> **Text block**:
***
Hypofractionation of Breast Radiotherapy Associated With Reduced Acute Toxicity


Key Points

  • Hypofractionation was associated with significantly reduced acute skin reactions and self-reported pain, burning/stinging, hurting and swelling bother, and fatigue.
  • Conventional fractionation was associated with slightly greater absence of skin induration during follow-up, but there were no other longer-term differences between groups.

In an analysis reported in JAMA Oncology, Jagsi et al found that hypofractionation of whole-breast radiotherapy was associated with reduced acute toxicity compared with conventional fractionation.

Study Details

The study involved data on physician-assessed toxic effects and patient-reported outcomes in 2,309 patients who received adjuvant whole-breast radiotherapy after lumpectomy for unilateral breast cancer at Michigan Radiation Oncology Quality Consortium sites from October 2011 through June 2014. Patients had to have a comprehensive physician toxicity evaluation within 1 week of completing radiotherapy and at least 1 weekly evaluation during treatment.

Toxic effects in patients receiving hypofractionation vs conventional fractionation were compared during treatment (through 7 days after treatment) and in follow-up (post-treatment days 8–210). Physicians reported common toxic effects at baseline, weekly during radiotherapy, and in follow-up. Consenting patients rated their own experiences, including breast pain, fatigue, and being bothered by symptoms.
***
> **Work task 1**:
Answer these from the radiotherapy report:
(a) In which journal was the analysis reported?
(b) How many patients' data did the study involve?
(c) Which post-treatment days made up the follow-up period?
> **Work task 2**: Carry on the radiotherapy report from its last sentence.
The items after this point come from a different source than the radiotherapy report.
***
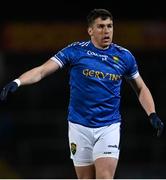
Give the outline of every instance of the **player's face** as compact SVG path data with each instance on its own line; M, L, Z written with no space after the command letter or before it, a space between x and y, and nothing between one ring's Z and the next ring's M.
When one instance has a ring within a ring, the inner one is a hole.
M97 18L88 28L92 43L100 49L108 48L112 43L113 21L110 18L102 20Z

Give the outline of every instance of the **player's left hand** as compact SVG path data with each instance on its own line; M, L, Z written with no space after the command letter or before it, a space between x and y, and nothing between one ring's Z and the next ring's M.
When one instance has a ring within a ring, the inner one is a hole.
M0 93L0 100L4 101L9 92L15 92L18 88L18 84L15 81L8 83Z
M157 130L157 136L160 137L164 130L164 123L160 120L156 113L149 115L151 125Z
***
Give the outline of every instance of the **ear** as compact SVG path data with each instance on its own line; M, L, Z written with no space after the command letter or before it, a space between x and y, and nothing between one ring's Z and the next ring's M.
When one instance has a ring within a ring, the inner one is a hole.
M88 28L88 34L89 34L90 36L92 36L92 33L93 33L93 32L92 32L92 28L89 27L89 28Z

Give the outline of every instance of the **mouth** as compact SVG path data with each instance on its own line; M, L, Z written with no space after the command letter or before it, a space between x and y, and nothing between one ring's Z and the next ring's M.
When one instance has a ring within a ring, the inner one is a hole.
***
> **Result 1**:
(a) JAMA Oncology
(b) 2,309
(c) Days 8–210

> **Result 2**:
Reduced Acute Toxicity

Of the 2,309 evaluable patients, 1,731 received conventional fractionation and 578 received hypofractionation; of these, 1,297 and 426 provided self-reported ratings. After adjustment for sociodemographic, clinical, and treatment factors, patients receiving conventional fractionation had significantly higher maximum physician-assessed skin reaction (moist desquamation = 28.5% vs 6.6%, P < .001; grade ≥ 2 dermatitis = 62.6% vs 27.4%, P < .001) and self-reported pain (moderate/severe pain = 41.1% vs 24.2%, P = .003), burning/stinging bother (often/always = 38.7% vs 15.7%, P = .002), hurting bother (33.5% vs 16.0%, P = .001), swelling bother (29.6% vs 15.7%, P = .03), and fatigue (29.7% vs 18.9%, P = .02) during treatment. The conventional fractionation group had a higher rate of absence of skin induration during follow-up (84.5% vs 81.2%, P = .02). There were no significant differences in any other outcomes during follow-up through 6 months.

The investigators concluded: “Hypofractionation not only improves convenience but also may reduce acute pain, fatigue, and the extent to which patients are bothered by dermatitis in patients with breast cancer undergoing whole-breast radiotherapy.”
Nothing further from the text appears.